> Problem details:
The records below hold a stretch from the line with "Where can the white cotton" through the line with "Where can the brown"; return exactly those lines, ends included, and nothing more.

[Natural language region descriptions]
****************************************
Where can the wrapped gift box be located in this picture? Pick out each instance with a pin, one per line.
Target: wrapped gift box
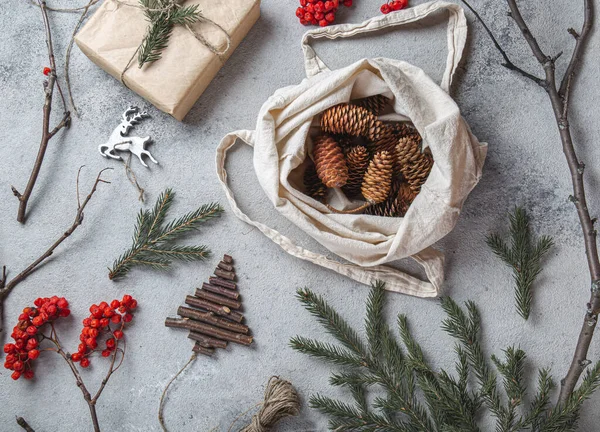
(173, 84)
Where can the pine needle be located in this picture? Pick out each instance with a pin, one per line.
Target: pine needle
(419, 399)
(522, 256)
(154, 242)
(161, 20)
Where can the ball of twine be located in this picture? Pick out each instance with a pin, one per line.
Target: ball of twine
(281, 400)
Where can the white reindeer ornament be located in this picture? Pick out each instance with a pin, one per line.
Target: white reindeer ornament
(120, 141)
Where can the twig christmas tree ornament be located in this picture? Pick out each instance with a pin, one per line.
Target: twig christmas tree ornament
(213, 320)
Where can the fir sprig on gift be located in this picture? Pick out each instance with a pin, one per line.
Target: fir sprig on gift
(162, 15)
(154, 243)
(418, 398)
(522, 256)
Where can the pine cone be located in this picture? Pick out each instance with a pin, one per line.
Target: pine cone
(352, 120)
(414, 164)
(377, 181)
(313, 185)
(329, 161)
(375, 104)
(357, 160)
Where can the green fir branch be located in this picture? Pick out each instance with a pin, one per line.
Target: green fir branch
(163, 16)
(154, 244)
(418, 398)
(522, 256)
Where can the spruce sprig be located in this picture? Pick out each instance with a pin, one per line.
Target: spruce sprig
(522, 256)
(162, 16)
(154, 242)
(420, 399)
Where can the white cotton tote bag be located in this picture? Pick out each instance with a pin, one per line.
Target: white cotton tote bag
(282, 143)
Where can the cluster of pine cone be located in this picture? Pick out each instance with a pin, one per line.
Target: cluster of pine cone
(384, 163)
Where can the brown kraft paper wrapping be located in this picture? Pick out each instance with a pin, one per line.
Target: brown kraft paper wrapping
(173, 83)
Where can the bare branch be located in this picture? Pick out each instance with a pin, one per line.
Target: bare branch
(7, 286)
(581, 39)
(507, 61)
(46, 133)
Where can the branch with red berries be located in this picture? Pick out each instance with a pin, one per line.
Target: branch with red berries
(106, 322)
(7, 286)
(48, 132)
(319, 12)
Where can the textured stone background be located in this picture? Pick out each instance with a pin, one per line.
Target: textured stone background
(525, 166)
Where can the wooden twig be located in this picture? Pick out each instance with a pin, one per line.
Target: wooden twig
(21, 422)
(47, 134)
(559, 99)
(7, 286)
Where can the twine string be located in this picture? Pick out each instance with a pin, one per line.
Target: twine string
(172, 4)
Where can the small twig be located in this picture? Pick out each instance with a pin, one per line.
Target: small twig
(163, 397)
(21, 422)
(46, 133)
(7, 286)
(559, 98)
(85, 10)
(508, 64)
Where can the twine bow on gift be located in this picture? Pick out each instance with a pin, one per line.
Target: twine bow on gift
(163, 15)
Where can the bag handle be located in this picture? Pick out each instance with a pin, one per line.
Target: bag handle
(430, 259)
(457, 34)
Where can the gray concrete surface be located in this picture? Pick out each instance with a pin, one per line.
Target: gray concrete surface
(525, 166)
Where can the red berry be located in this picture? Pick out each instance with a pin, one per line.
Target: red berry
(31, 344)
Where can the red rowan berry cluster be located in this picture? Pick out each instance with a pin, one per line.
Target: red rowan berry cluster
(319, 12)
(99, 324)
(393, 5)
(26, 334)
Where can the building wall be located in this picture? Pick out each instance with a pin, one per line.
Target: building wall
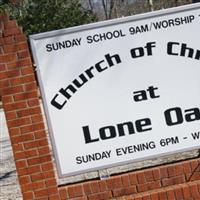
(31, 147)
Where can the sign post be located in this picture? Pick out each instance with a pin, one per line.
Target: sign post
(122, 90)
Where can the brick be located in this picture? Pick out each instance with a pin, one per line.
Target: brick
(20, 38)
(10, 48)
(2, 67)
(125, 180)
(12, 31)
(103, 185)
(179, 170)
(15, 106)
(17, 147)
(148, 186)
(7, 99)
(44, 150)
(37, 143)
(27, 70)
(23, 54)
(32, 152)
(26, 96)
(170, 194)
(195, 176)
(149, 176)
(12, 90)
(75, 191)
(22, 80)
(163, 172)
(186, 192)
(95, 186)
(171, 171)
(29, 112)
(146, 197)
(133, 178)
(39, 160)
(13, 73)
(49, 174)
(40, 134)
(194, 165)
(11, 115)
(28, 195)
(124, 191)
(87, 189)
(100, 196)
(19, 122)
(20, 63)
(51, 182)
(24, 138)
(63, 193)
(155, 196)
(30, 87)
(141, 177)
(3, 75)
(32, 128)
(178, 193)
(194, 191)
(79, 198)
(163, 195)
(173, 180)
(47, 166)
(24, 180)
(14, 132)
(37, 118)
(10, 24)
(41, 193)
(6, 58)
(22, 171)
(21, 164)
(115, 182)
(187, 168)
(37, 177)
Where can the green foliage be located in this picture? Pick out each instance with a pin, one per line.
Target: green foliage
(44, 15)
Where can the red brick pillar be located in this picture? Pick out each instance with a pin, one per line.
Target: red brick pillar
(20, 99)
(33, 159)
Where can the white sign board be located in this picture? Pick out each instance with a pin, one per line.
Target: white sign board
(123, 90)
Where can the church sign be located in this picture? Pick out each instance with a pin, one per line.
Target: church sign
(123, 90)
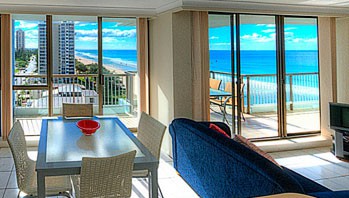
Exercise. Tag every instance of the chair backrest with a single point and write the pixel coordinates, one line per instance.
(228, 88)
(18, 146)
(150, 132)
(77, 110)
(107, 177)
(214, 83)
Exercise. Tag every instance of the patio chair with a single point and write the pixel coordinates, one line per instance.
(105, 177)
(150, 133)
(223, 102)
(214, 84)
(25, 168)
(77, 110)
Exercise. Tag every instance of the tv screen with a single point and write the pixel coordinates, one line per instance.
(339, 116)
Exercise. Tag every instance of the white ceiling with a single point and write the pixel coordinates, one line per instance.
(154, 7)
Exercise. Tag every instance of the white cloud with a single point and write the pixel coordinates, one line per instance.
(221, 44)
(26, 25)
(259, 38)
(119, 33)
(290, 28)
(266, 25)
(86, 38)
(106, 33)
(214, 37)
(110, 39)
(268, 30)
(302, 40)
(83, 24)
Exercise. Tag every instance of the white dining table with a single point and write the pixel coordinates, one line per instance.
(62, 147)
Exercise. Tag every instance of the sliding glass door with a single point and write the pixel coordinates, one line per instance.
(302, 75)
(74, 59)
(272, 64)
(258, 73)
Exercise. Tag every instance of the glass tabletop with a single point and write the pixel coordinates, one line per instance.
(67, 143)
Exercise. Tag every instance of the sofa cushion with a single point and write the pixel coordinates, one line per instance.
(242, 140)
(216, 166)
(218, 129)
(331, 194)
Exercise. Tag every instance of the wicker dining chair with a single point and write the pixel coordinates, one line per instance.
(105, 177)
(150, 132)
(77, 110)
(25, 168)
(223, 102)
(214, 84)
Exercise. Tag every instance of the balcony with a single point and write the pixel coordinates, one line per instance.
(119, 96)
(259, 103)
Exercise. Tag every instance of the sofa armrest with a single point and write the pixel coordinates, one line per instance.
(216, 166)
(221, 125)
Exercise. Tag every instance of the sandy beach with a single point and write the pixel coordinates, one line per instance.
(108, 67)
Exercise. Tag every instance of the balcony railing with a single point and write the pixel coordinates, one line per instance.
(31, 92)
(260, 91)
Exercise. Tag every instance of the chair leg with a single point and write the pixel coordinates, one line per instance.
(160, 191)
(224, 115)
(243, 117)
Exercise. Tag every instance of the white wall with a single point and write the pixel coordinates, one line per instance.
(170, 69)
(161, 72)
(327, 60)
(342, 27)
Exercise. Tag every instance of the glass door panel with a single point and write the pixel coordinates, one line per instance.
(302, 75)
(75, 65)
(259, 80)
(220, 49)
(119, 56)
(30, 68)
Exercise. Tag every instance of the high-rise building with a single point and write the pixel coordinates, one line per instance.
(42, 53)
(63, 36)
(20, 40)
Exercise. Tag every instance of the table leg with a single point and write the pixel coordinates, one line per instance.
(41, 185)
(153, 183)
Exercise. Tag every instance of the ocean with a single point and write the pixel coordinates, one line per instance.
(264, 61)
(262, 89)
(252, 62)
(125, 60)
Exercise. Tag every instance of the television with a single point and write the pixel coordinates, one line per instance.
(339, 116)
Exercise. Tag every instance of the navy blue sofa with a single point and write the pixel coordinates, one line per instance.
(216, 166)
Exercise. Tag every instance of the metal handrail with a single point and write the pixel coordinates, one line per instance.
(292, 79)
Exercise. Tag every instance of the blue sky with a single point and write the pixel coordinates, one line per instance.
(115, 35)
(262, 37)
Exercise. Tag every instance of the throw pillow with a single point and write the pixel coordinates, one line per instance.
(219, 130)
(242, 140)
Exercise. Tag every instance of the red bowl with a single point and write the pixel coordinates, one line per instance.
****************************************
> Response box:
Where can the white cotton tote bag be located in this picture? Pick out each instance with a pin, one per line.
Target: white cotton tote bag
(282, 143)
Where can the cluster of pine cone be located in this picture? Pick out each instance with a pin, one per line.
Target: cluster of pine cone
(384, 163)
Where can the brown kraft paper wrapping be located in this picture? Pick out each instance with a pin, one per line.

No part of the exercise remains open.